Coordinate annotation records:
# # # # # # #
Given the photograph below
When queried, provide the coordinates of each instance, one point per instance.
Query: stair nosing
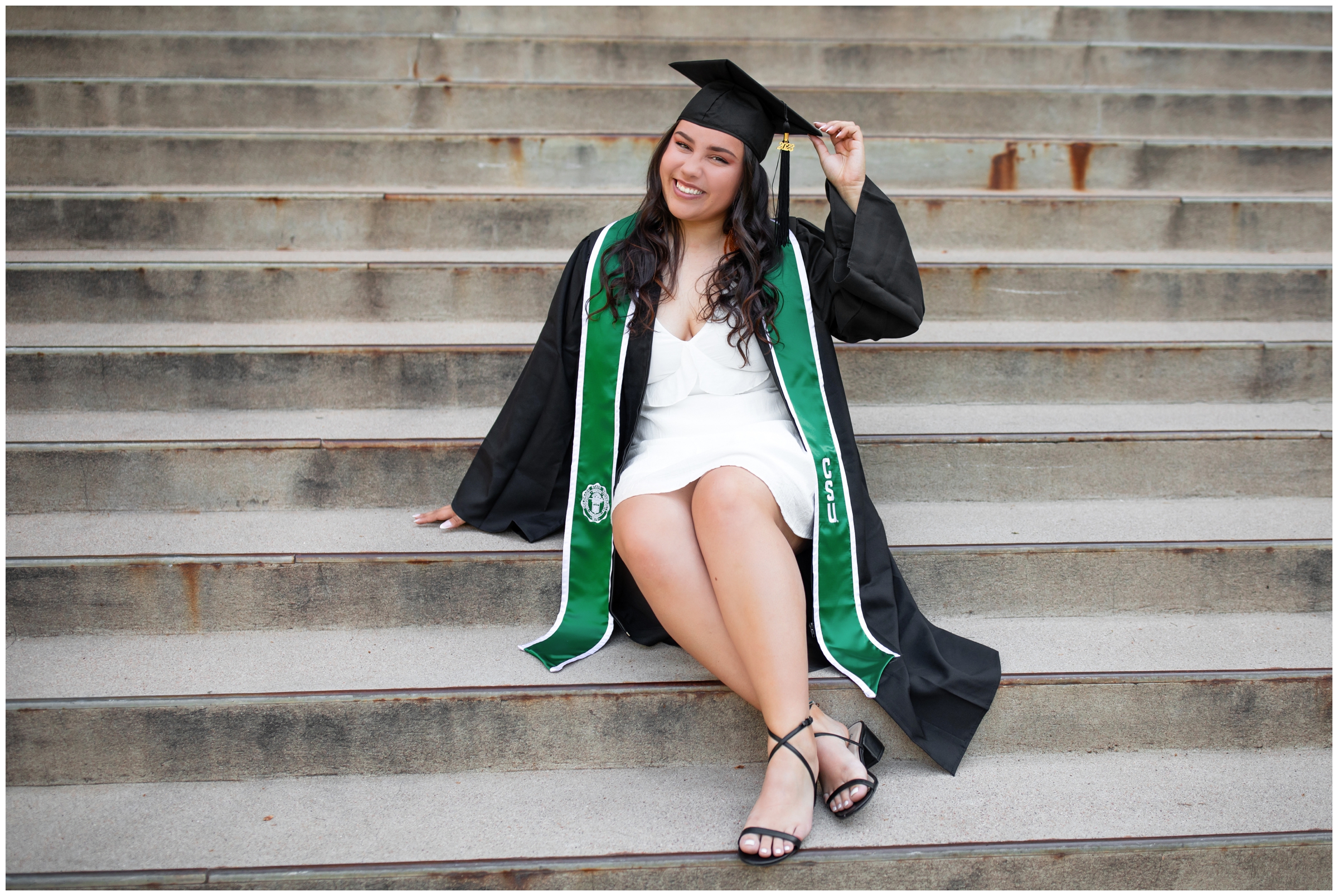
(523, 692)
(554, 554)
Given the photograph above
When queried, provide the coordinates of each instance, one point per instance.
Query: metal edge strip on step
(929, 43)
(898, 439)
(1049, 850)
(1071, 90)
(1064, 348)
(547, 554)
(628, 689)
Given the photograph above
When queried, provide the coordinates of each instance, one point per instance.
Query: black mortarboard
(733, 102)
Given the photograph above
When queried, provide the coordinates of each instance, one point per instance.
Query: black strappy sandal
(870, 750)
(754, 859)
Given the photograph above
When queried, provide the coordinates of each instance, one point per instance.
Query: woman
(687, 365)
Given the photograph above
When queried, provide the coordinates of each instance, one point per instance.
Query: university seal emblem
(594, 503)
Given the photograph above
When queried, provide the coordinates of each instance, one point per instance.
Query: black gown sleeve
(518, 481)
(862, 276)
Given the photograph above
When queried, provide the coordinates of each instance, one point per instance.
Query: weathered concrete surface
(909, 524)
(217, 333)
(259, 377)
(474, 423)
(288, 475)
(454, 656)
(360, 292)
(1232, 26)
(416, 161)
(1281, 861)
(50, 220)
(517, 729)
(1012, 797)
(1009, 113)
(273, 593)
(646, 61)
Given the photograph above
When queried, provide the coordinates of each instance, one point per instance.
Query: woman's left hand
(846, 166)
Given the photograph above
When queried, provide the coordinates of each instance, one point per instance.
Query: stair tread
(526, 332)
(474, 423)
(592, 812)
(134, 665)
(392, 531)
(925, 253)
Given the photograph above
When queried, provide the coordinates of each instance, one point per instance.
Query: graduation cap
(733, 102)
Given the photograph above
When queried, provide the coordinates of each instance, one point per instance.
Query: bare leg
(840, 764)
(655, 538)
(748, 551)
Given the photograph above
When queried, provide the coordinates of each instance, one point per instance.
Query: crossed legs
(715, 559)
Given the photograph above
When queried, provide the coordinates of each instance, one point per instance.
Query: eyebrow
(714, 149)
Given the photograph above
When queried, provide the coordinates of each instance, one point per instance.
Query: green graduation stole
(584, 622)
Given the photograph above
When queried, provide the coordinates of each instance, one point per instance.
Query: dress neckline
(666, 331)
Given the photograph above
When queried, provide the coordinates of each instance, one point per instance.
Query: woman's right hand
(445, 515)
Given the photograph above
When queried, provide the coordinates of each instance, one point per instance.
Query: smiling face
(700, 172)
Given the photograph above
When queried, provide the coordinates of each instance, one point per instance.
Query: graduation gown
(865, 285)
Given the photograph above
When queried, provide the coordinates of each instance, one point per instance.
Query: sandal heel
(870, 748)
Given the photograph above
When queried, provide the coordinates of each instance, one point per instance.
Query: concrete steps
(522, 220)
(145, 288)
(526, 332)
(395, 376)
(520, 728)
(1060, 112)
(269, 279)
(425, 578)
(646, 61)
(604, 812)
(407, 161)
(74, 668)
(474, 423)
(1230, 26)
(316, 474)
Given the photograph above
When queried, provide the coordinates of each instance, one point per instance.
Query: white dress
(707, 408)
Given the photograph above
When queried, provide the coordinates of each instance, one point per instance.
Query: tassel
(783, 193)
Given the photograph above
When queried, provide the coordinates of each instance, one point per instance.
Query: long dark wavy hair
(736, 292)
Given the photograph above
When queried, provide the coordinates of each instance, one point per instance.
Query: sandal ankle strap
(784, 741)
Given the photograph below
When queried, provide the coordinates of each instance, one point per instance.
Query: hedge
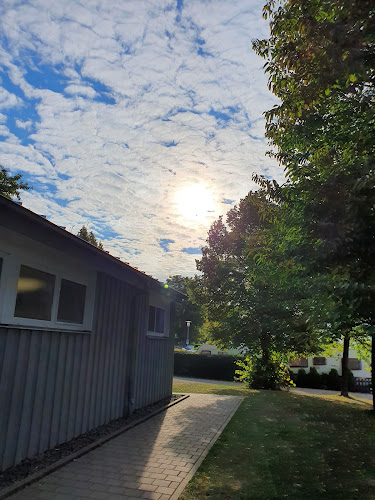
(215, 367)
(314, 380)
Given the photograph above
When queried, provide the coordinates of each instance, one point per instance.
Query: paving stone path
(154, 460)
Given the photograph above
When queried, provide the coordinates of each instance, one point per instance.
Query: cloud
(110, 109)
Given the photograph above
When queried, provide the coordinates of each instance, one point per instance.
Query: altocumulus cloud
(109, 109)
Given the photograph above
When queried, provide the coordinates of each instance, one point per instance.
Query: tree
(320, 61)
(186, 310)
(251, 287)
(89, 237)
(10, 186)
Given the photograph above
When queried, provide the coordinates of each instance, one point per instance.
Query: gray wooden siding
(154, 364)
(57, 385)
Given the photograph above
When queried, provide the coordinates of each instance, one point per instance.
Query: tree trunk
(344, 366)
(373, 370)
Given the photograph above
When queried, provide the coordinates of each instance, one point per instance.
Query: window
(71, 302)
(43, 288)
(34, 294)
(299, 363)
(354, 364)
(156, 317)
(319, 361)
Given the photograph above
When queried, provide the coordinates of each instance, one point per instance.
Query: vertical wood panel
(56, 385)
(7, 374)
(58, 390)
(29, 397)
(16, 404)
(40, 390)
(49, 394)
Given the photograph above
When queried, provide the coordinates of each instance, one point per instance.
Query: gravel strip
(32, 465)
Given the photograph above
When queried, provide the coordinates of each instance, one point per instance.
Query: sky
(141, 119)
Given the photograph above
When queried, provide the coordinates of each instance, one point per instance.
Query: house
(84, 338)
(325, 364)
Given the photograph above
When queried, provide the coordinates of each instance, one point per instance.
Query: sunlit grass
(288, 445)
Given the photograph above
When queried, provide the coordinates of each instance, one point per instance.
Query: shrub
(301, 378)
(313, 379)
(333, 380)
(214, 367)
(260, 375)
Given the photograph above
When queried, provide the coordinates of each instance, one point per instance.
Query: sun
(195, 202)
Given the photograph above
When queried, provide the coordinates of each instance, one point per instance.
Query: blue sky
(124, 115)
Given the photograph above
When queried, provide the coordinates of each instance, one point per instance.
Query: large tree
(320, 61)
(10, 186)
(251, 286)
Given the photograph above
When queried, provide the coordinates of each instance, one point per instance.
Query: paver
(154, 460)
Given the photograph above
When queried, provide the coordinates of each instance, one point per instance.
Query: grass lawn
(285, 445)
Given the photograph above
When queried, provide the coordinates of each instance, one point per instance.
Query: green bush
(215, 367)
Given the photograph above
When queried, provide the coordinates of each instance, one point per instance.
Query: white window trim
(158, 301)
(8, 294)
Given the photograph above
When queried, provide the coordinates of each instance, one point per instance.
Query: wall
(335, 362)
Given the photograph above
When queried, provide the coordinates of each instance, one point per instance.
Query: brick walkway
(154, 460)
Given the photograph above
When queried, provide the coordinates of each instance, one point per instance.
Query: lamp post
(188, 323)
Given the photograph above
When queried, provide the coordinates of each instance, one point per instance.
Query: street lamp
(188, 323)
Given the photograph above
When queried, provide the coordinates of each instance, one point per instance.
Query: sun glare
(195, 202)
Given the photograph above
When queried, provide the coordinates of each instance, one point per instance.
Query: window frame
(8, 293)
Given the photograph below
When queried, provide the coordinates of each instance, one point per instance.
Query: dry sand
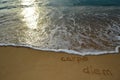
(17, 63)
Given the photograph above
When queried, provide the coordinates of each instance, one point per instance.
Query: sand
(18, 63)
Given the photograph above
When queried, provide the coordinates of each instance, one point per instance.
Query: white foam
(64, 50)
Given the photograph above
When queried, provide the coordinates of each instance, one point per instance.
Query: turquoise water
(79, 26)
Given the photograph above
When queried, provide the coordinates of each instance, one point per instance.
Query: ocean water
(74, 26)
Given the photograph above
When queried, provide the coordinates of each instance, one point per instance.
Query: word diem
(97, 71)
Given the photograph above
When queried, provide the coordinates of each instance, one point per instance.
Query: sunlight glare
(30, 14)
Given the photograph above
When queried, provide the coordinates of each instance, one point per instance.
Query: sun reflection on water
(30, 13)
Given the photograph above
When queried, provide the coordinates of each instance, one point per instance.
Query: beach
(19, 63)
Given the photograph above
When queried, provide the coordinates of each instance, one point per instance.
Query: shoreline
(117, 50)
(20, 63)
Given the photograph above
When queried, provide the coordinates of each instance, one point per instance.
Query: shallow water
(79, 26)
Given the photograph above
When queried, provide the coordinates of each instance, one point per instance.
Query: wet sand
(18, 63)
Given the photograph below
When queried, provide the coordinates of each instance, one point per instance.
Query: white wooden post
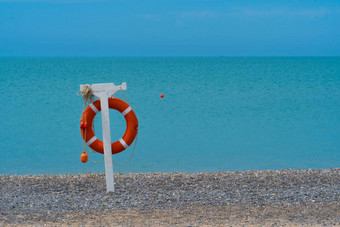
(104, 91)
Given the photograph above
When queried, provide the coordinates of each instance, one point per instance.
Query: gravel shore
(282, 197)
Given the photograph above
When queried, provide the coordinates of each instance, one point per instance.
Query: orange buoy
(83, 157)
(131, 126)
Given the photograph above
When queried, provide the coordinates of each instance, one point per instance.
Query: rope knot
(87, 94)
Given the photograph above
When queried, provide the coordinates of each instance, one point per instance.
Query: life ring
(121, 144)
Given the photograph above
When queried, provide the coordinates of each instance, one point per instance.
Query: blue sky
(169, 28)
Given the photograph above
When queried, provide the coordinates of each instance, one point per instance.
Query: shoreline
(284, 197)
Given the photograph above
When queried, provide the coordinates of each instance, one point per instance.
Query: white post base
(104, 91)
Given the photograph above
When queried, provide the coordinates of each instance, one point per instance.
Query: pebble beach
(251, 198)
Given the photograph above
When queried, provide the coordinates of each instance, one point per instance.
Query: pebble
(57, 194)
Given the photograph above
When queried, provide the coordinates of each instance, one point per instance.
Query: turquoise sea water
(218, 114)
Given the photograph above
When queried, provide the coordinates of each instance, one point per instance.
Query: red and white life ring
(121, 144)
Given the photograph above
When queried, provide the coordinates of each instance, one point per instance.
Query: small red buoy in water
(83, 157)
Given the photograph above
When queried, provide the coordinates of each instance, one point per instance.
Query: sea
(217, 114)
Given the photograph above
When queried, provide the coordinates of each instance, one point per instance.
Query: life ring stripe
(123, 143)
(127, 110)
(94, 108)
(91, 140)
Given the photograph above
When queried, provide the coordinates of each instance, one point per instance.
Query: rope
(88, 98)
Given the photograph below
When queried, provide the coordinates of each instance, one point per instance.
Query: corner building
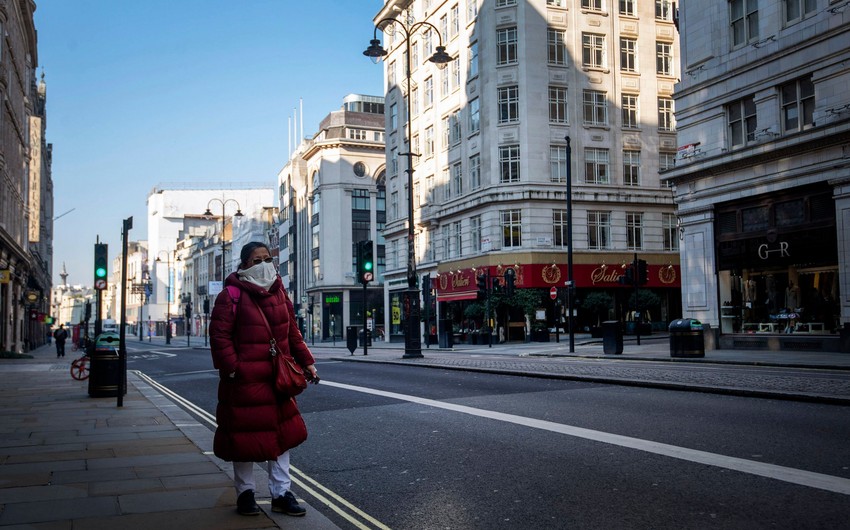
# # # # # # #
*Instructions for the task*
Show every line from the items above that contains the string "white", copying each line in full. Case counts, so include a line only where the string matches in capitalization.

*Written response*
Query: white dress
Query: white window trim
Query: white foam
Query: white wooden post
Query: white post base
Query: red and white life ring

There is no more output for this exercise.